WHAT TO DO: Produce a verbatim transcription of the records below, beginning at the line containing "Where can the wooden spoon" and ending at the final line; include only those lines.

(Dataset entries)
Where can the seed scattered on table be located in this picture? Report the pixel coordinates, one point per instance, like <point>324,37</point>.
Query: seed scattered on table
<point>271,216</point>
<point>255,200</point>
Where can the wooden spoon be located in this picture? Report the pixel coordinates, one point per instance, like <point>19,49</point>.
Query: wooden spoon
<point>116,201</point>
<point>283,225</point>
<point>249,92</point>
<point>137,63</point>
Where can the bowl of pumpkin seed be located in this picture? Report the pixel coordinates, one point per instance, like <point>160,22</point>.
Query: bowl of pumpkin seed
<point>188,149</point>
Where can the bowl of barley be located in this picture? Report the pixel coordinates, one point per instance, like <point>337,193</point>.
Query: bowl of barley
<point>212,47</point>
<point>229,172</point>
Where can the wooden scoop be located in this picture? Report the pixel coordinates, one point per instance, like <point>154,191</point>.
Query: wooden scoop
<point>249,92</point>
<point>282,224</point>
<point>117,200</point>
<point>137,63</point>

ANSWER BELOW:
Where can the wooden spoon be located in this picture? Report the pixel coordinates, one point per instance, like <point>19,49</point>.
Query: wooden spoon
<point>116,201</point>
<point>283,225</point>
<point>249,92</point>
<point>137,63</point>
Where can the bowl of pumpkin seed be located in this picture? Report the pixel coordinates, one point per instance, like <point>160,22</point>.
Query: bowl of pumpkin seed
<point>188,149</point>
Where can the bowl of barley be located in this picture? Report the pixel coordinates, one point per instance, like <point>337,193</point>.
Query: bowl of barley
<point>212,47</point>
<point>229,172</point>
Where can the wooden scoop be located in this picture? Report the pixel coordinates, one point per instance, like <point>154,191</point>.
Query: wooden scoop
<point>249,92</point>
<point>282,224</point>
<point>117,200</point>
<point>137,63</point>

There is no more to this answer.